Given request » Add 108 to every box coordinate in the material below, from its first line up to and including the line with "[448,544,535,572]". Write out each of those lines again, the labeling requests included.

Records for the task »
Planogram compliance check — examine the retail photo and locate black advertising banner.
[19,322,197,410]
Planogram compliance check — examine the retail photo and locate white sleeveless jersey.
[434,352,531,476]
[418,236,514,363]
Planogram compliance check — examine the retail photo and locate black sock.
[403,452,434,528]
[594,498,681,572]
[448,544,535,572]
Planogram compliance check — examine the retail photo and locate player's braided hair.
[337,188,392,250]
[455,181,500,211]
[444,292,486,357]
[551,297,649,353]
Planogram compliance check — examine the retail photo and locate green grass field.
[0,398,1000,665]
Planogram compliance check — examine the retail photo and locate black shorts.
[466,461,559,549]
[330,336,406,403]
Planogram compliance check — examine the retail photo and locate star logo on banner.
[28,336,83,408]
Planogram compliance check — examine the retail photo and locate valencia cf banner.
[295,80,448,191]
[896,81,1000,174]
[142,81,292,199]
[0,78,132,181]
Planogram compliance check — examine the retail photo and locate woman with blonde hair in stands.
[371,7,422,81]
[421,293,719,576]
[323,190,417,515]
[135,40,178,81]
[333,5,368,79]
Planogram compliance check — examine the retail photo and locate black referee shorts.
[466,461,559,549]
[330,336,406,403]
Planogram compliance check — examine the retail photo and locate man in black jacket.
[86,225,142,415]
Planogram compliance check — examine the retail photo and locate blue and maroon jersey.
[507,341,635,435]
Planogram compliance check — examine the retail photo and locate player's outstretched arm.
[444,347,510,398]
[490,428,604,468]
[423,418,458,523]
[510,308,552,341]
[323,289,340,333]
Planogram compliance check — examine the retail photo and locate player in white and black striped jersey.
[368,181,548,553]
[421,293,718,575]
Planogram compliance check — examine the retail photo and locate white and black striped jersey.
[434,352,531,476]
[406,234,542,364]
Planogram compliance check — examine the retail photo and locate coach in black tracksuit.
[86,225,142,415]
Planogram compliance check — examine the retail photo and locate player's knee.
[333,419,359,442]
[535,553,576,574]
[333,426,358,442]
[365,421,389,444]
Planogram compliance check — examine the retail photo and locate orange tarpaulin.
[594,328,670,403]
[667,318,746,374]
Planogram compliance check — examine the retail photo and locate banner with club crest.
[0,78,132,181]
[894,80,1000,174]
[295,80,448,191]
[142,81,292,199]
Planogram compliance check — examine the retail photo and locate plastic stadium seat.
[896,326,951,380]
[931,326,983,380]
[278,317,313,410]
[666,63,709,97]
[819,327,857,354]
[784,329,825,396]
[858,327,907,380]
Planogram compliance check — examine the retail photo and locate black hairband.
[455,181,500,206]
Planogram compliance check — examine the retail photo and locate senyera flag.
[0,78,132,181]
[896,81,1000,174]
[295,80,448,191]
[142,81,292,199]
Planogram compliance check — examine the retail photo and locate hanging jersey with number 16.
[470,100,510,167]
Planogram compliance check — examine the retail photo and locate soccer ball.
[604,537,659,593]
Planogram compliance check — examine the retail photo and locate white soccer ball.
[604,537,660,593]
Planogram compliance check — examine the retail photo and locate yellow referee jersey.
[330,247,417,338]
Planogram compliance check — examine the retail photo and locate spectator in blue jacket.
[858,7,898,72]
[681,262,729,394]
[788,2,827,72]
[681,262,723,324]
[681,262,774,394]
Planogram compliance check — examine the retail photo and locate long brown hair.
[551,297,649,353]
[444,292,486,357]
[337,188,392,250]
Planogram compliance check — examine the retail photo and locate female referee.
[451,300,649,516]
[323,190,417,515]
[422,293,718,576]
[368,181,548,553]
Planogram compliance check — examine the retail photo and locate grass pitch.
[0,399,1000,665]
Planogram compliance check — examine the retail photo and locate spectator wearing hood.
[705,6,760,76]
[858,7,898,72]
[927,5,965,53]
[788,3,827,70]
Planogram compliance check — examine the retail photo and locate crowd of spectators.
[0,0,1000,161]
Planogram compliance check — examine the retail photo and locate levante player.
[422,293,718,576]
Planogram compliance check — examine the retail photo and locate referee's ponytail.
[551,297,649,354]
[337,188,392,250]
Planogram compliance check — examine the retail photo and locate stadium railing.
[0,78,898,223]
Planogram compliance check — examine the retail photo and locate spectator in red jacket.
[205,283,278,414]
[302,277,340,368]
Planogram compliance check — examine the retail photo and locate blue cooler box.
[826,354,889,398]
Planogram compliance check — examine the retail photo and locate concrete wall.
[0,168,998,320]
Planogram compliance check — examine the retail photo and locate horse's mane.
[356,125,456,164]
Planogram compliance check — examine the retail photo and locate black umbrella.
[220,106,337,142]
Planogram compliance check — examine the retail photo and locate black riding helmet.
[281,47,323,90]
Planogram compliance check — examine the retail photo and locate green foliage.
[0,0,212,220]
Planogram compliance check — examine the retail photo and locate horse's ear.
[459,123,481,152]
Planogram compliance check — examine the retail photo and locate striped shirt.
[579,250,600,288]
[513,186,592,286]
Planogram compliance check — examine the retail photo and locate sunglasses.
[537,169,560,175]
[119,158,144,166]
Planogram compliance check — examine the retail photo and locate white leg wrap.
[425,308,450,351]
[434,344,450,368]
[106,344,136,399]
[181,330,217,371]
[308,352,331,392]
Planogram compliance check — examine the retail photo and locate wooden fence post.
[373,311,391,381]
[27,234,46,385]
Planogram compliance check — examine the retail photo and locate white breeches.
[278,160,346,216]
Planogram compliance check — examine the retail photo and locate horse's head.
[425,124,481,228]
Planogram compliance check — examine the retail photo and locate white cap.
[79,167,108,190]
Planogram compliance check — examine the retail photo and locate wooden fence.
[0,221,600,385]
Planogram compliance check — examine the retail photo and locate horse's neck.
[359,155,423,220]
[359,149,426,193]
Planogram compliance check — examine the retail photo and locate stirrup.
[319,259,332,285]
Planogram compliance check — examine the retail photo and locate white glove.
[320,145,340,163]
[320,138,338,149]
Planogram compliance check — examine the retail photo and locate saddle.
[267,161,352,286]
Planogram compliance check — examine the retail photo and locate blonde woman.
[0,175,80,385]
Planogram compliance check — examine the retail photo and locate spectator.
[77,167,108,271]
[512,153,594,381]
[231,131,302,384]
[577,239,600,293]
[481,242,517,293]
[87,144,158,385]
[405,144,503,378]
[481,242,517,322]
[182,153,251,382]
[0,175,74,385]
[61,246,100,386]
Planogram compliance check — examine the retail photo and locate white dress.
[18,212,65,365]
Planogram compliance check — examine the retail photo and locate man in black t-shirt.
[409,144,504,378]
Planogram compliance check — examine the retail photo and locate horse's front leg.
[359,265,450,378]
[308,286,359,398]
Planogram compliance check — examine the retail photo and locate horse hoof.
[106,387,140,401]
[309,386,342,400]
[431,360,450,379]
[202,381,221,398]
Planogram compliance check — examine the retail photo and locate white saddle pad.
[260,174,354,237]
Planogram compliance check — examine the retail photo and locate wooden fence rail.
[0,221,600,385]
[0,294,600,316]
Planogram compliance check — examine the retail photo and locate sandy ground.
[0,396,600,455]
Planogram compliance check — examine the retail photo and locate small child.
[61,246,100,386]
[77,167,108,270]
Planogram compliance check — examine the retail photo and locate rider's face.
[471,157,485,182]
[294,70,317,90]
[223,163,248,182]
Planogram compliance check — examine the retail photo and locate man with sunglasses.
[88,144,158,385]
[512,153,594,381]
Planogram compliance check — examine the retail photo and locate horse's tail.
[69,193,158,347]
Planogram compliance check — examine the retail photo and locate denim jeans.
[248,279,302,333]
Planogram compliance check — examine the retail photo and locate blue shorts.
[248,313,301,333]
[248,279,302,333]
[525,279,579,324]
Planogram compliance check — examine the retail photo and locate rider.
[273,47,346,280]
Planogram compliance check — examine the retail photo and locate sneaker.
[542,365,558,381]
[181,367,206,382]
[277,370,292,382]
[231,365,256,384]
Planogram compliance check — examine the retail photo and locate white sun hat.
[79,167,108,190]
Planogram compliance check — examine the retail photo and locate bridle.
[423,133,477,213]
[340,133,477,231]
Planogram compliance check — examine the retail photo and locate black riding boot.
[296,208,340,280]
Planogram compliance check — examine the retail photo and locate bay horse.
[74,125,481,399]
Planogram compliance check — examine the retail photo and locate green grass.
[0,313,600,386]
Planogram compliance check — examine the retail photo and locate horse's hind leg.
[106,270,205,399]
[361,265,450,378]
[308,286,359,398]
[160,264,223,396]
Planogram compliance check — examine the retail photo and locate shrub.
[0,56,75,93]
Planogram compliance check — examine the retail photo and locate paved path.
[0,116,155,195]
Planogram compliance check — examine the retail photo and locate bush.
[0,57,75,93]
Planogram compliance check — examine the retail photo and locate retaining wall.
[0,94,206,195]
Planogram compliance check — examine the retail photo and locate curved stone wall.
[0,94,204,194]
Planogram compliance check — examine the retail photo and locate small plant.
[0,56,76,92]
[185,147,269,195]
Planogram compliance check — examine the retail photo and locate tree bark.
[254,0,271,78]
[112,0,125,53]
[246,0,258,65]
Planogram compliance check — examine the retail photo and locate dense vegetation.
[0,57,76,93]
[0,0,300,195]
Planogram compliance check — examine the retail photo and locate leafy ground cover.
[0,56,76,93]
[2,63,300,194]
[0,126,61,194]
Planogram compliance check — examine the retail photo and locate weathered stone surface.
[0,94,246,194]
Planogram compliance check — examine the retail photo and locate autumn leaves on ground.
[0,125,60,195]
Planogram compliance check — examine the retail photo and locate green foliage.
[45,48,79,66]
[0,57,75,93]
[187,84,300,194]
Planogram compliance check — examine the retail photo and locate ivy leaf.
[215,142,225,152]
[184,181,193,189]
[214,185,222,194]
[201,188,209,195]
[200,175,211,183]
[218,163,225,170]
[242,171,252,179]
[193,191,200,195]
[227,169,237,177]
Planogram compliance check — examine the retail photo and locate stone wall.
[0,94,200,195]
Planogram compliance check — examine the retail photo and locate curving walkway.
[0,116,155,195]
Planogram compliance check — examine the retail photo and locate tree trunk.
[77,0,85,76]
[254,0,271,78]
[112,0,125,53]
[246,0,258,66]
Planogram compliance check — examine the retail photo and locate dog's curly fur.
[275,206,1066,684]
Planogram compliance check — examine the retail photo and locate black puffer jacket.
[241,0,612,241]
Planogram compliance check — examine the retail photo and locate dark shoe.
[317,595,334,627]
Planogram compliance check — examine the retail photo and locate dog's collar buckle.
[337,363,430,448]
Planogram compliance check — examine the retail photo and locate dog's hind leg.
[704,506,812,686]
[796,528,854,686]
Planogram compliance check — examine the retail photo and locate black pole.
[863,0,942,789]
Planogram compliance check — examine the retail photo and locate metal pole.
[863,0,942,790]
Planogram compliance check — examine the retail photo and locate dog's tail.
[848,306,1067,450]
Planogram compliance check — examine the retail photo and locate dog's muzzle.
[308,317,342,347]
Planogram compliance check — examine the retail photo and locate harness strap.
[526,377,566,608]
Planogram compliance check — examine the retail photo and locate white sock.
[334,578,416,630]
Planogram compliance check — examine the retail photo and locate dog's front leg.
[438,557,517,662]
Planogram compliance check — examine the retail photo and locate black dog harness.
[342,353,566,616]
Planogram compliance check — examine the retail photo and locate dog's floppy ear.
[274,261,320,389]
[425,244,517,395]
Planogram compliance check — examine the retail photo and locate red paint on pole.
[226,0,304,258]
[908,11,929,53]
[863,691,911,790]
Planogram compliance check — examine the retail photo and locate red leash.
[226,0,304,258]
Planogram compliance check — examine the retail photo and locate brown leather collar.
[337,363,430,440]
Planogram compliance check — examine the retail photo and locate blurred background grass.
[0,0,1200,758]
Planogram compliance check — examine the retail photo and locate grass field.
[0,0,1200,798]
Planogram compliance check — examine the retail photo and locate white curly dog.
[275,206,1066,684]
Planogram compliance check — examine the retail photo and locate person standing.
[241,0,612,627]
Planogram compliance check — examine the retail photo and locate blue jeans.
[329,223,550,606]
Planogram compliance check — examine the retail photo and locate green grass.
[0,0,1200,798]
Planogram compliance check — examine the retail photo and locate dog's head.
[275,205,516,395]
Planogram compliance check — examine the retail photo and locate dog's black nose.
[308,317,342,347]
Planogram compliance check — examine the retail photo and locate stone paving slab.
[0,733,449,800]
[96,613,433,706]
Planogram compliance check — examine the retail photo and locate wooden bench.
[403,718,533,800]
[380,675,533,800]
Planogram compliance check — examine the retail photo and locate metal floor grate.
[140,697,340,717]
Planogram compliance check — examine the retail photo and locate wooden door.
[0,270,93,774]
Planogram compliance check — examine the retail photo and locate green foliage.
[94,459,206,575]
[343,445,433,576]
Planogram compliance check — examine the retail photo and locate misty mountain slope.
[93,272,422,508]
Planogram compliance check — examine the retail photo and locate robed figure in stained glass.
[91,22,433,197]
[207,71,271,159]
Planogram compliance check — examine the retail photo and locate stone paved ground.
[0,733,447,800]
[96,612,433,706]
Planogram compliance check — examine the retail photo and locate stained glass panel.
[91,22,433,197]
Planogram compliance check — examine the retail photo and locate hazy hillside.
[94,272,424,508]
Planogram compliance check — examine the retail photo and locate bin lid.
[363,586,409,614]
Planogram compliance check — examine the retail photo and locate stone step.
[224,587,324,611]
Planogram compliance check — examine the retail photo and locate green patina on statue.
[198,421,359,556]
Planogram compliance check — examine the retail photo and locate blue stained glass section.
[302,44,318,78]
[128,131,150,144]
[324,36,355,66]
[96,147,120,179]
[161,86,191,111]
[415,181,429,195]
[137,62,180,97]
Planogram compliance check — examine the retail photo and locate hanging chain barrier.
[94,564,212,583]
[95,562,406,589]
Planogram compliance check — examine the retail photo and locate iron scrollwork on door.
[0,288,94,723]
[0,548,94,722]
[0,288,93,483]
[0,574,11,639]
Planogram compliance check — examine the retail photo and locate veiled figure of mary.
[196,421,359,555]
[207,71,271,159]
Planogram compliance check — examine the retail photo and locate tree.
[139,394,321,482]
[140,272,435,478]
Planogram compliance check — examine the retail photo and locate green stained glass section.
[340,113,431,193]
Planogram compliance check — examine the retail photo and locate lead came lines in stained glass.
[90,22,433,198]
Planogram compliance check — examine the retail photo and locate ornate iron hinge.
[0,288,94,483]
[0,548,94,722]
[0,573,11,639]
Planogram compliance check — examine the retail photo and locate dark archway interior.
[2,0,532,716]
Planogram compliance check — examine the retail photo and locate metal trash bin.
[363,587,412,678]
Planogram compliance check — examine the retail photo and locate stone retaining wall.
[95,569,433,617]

Output »
Planogram compliance check — examine the retail photo and locate black advertising banner.
[127,430,305,518]
Planogram compliance check — examine the retail photo and locate white sleeveless jersey.
[542,460,639,584]
[526,344,622,471]
Planogram compliance check — examine the retail photo and locate black sock.
[511,560,542,636]
[702,606,789,680]
[556,652,643,680]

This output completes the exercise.